> [EXPLORE THE MATERIAL]
1. From the Camp Clark race article, copy the text word for word, starting with "The 10-mile footrace" and going on through "at Camp Clark.".
2. In the Camp Clark race article, how many laps made up the 10-mile run?
3. Write what comes next in the Camp Clark race article, picking up after its last sentence.

Camp Clark hosts Army 10-Miler satellite run

Combined Joint Task Force 101
Story by Staff Sgt. Ben Navratil

Date: 09.03.2011
Posted: 09.03.2011 21:32
News ID: 76401
Camp Clark hosts Army 10-Miler satellite run

KHOWST PROVINCE, Afghanistan – Camp Clark played host to an officially sanctioned satellite run of the Army 10-Miler Sep. 2.

The 10-mile footrace was open to all soldiers attached to the 3rd Brigade Combat Team, 1st Infantry Division, Task Force Duke, whose 6th Squadron, 4th Cavalry Regiment, is headquartered at Camp Clark.

But running the four laps was only half the work for the team that organized the event.

“[Organizing] a race of this magnitude is very tricky,” said U.S. Army 1st Lt. John Whitaker, a Salt Lake City native and medical platoon leader for Headquarters, Headquarters Troop, 6th Sqdn., 4th Cav. Regt., who assisted in setting up the event. “You have to balance it against the ongoing operations, which take precedence.”

The date of the race actually had to be moved up at the last minute from a later date in September, due to operational considerations.

This did nothing to lessen the interest of the participants, said Whitaker, who had to limit the amount of personnel coming from Camp Clark, in order to be able accommodate them on the track and during the required overnight stay.

“A lot of people are interested in running; not just because it’s a great race, but because it’s the Army 10-Miler, and it’s got that prestige behind it,” said Whitaker.

That prestige would have been lacking, though, without the help of U.S. Army Lt. Col. (Dr.) Timothy Haley from Weston, Mass, and 6th Sqdn., 4th Cav. Regt.’s squadron surgeon. He wanted to do something bigger than the typical, shorter “fun-runs” that are often held downrange.

> [DATA RECORDS]
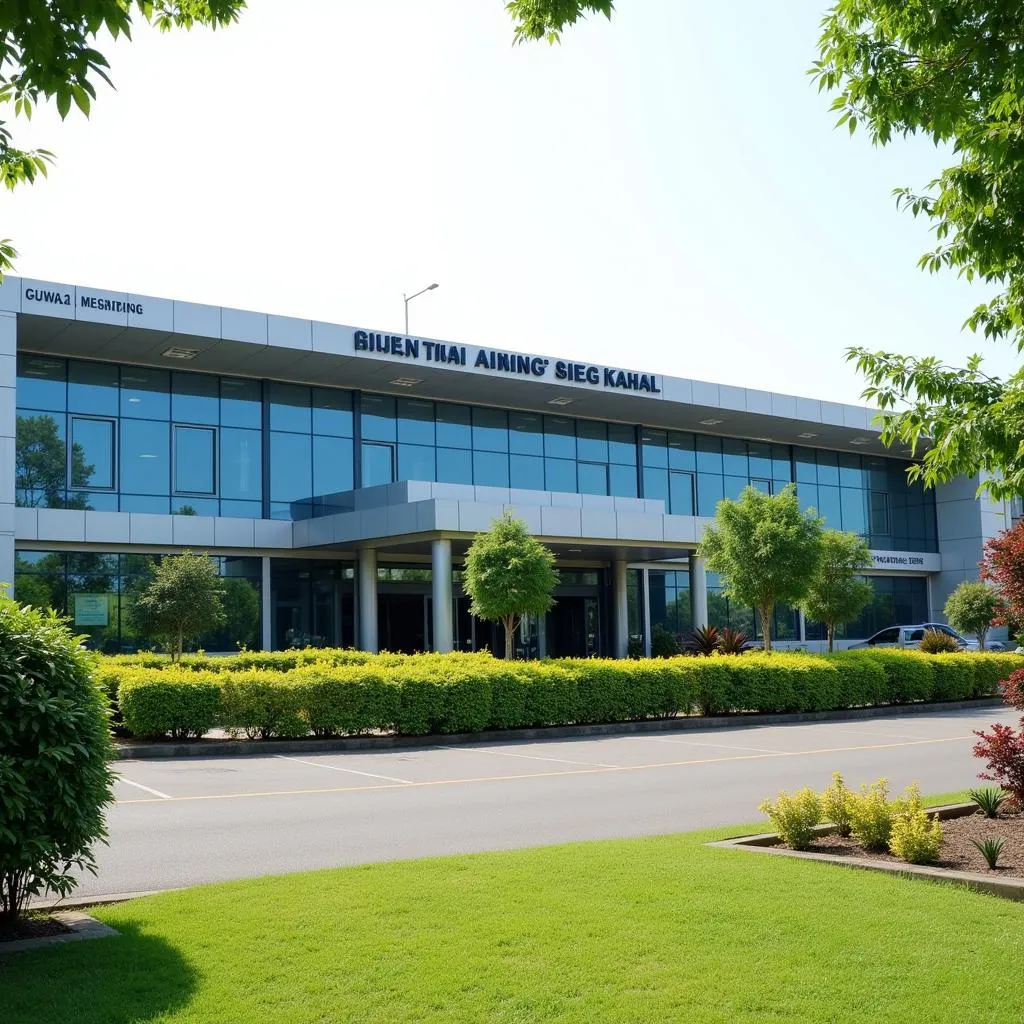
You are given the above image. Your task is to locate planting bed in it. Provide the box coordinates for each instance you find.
[810,811,1024,880]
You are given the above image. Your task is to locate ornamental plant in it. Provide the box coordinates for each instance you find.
[463,512,558,660]
[943,580,1006,650]
[981,520,1024,626]
[0,594,114,932]
[700,483,822,650]
[821,771,854,837]
[758,786,821,850]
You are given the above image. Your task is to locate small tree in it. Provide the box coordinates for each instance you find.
[981,520,1024,625]
[0,588,114,933]
[801,529,874,651]
[943,580,1006,650]
[700,483,822,650]
[463,512,558,659]
[132,551,224,662]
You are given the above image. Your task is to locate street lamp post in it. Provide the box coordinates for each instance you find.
[401,281,439,338]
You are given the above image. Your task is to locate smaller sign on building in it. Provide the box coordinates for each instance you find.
[75,594,110,626]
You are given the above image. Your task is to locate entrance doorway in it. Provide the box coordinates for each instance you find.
[547,597,601,657]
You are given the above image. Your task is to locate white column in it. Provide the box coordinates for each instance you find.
[690,551,708,630]
[260,555,273,650]
[611,559,630,657]
[358,548,377,654]
[640,569,650,657]
[430,540,453,654]
[0,313,17,594]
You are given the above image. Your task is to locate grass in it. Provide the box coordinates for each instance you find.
[0,798,1024,1024]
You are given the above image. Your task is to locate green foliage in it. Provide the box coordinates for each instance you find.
[650,623,681,657]
[118,669,222,739]
[849,778,902,851]
[97,649,1024,738]
[811,0,1024,499]
[918,630,959,654]
[821,771,854,836]
[505,0,614,43]
[801,529,874,650]
[463,512,558,660]
[0,594,114,932]
[969,785,1007,818]
[700,484,822,650]
[758,786,821,850]
[0,0,246,272]
[132,551,224,662]
[943,580,1006,650]
[971,836,1007,871]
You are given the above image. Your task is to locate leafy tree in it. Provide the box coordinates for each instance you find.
[463,512,558,660]
[0,0,246,272]
[505,0,614,43]
[801,529,874,650]
[981,520,1024,624]
[0,593,114,933]
[132,551,224,662]
[811,0,1024,499]
[943,581,1004,650]
[700,483,822,650]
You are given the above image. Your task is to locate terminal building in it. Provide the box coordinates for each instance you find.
[0,276,1011,657]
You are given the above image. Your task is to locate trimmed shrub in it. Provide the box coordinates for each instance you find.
[119,669,221,739]
[0,592,114,937]
[758,786,821,850]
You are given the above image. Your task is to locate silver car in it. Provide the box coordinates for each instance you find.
[850,623,1006,650]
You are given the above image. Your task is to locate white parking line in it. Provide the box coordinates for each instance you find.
[274,754,413,785]
[436,743,620,768]
[118,775,174,800]
[623,736,786,754]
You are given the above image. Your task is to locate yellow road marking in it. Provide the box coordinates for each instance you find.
[116,736,971,807]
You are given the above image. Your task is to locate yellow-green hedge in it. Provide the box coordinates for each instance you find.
[105,650,1024,738]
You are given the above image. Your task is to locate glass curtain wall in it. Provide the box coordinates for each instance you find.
[15,354,938,551]
[14,551,261,653]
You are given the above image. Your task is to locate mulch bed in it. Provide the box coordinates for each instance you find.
[808,811,1024,878]
[0,913,72,942]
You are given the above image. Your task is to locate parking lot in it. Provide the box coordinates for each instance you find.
[81,709,1015,894]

> [RESPONSES TO THE TASKS]
1.
The 10-mile footrace was open to all soldiers attached to the 3rd Brigade Combat Team, 1st Infantry Division, Task Force Duke, whose 6th Squadron, 4th Cavalry Regiment, is headquartered at Camp Clark.

2. Four laps.

3.
“We’ve done some smaller 5K races, but nothing on this scale. I think this is probably the first (race of this size) in this area,” said Haley.

He reached out to the organizers of the official Army 10-Miler, an annual event held in Washington, who offered him the opportunity to hold an official satellite event in Afghanistan.

He said Camp Clark was selected due to the heavy interest shown, and because it had a good facility to run the race, on a two-and-a-half mile track on the adjacent Afghan National Army compound, Camp Parsa.

More than 100 soldiers from all over TF Duke’s area of operations, which covers Khowst and Paktya Provinces in eastern Afghanistan, participated in the race, which began at dawn.

As they charged around the track, the runners were watched over by a team of OH-58D Kiowa helicopters.

Video and photos taken at the Camp Clark event will be shown on the video monitors at the 27th annual Army 10-Miler, which will be held on Oct. 9.

“It was great,” said Whitaker, after finishing the run. “We had (helicopters) flying around over head buzzing the racers, and halfway through the race they [test-fired] rockets.”